Exercise description -
Format each line of the records below as a Markdown table with the columns "No." and "Line," numbering the rows and skipping any blank lines. Leave the pictures out of the table.

Coordinate annotation records
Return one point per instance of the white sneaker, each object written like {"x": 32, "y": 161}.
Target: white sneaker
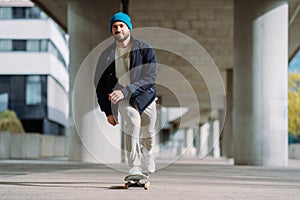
{"x": 135, "y": 171}
{"x": 149, "y": 160}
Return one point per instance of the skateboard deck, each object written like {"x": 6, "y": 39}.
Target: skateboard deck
{"x": 137, "y": 180}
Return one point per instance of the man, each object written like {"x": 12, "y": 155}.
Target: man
{"x": 126, "y": 74}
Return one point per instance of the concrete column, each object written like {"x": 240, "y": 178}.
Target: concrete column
{"x": 189, "y": 141}
{"x": 204, "y": 135}
{"x": 198, "y": 141}
{"x": 260, "y": 82}
{"x": 214, "y": 138}
{"x": 88, "y": 23}
{"x": 227, "y": 134}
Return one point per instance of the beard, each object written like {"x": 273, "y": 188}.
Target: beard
{"x": 121, "y": 37}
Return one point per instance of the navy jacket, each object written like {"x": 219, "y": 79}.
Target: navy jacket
{"x": 143, "y": 73}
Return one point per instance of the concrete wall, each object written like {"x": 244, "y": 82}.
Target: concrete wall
{"x": 294, "y": 151}
{"x": 31, "y": 146}
{"x": 201, "y": 20}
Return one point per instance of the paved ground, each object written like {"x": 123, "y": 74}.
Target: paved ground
{"x": 186, "y": 179}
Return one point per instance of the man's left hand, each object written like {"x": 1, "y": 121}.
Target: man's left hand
{"x": 116, "y": 96}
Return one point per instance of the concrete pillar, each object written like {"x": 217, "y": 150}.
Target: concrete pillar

Correct output -
| No. | Line |
|---|---|
| 1 | Return one point per instance of the white sneaker, each object written like {"x": 32, "y": 161}. |
| 2 | Target: white sneaker |
| 3 | {"x": 135, "y": 171} |
| 4 | {"x": 149, "y": 160} |
| 5 | Return one point per instance of the skateboard deck, each object written like {"x": 6, "y": 39}. |
| 6 | Target: skateboard deck |
| 7 | {"x": 137, "y": 180} |
| 8 | Return one point per instance of the man, each object written like {"x": 12, "y": 155}. |
| 9 | Target: man |
| 10 | {"x": 126, "y": 74} |
| 11 | Return one point per instance of the concrete column, each object written like {"x": 240, "y": 178}. |
| 12 | Target: concrete column |
| 13 | {"x": 189, "y": 141} |
| 14 | {"x": 204, "y": 135} |
| 15 | {"x": 198, "y": 141} |
| 16 | {"x": 260, "y": 82} |
| 17 | {"x": 214, "y": 138} |
| 18 | {"x": 88, "y": 23} |
| 19 | {"x": 227, "y": 134} |
| 20 | Return one point per instance of the beard, each object written like {"x": 273, "y": 188}. |
| 21 | Target: beard |
| 22 | {"x": 121, "y": 37} |
| 23 | Return one point per instance of the navy jacket, each object written like {"x": 219, "y": 79}. |
| 24 | Target: navy jacket |
| 25 | {"x": 143, "y": 73} |
| 26 | Return one point per instance of the concrete wall, each object written like {"x": 244, "y": 82}. |
| 27 | Target: concrete wall |
| 28 | {"x": 294, "y": 151} |
| 29 | {"x": 31, "y": 146} |
| 30 | {"x": 201, "y": 20} |
| 31 | Return one point per instance of the paved ground, each object written like {"x": 123, "y": 74}. |
| 32 | Target: paved ground |
| 33 | {"x": 186, "y": 179} |
| 34 | Return one point per instance of the man's left hand, each object written like {"x": 1, "y": 121}. |
| 35 | Target: man's left hand |
| 36 | {"x": 116, "y": 96} |
| 37 | Return one point per instance of the concrete pillar, each object written like {"x": 217, "y": 150}. |
| 38 | Target: concrete pillar |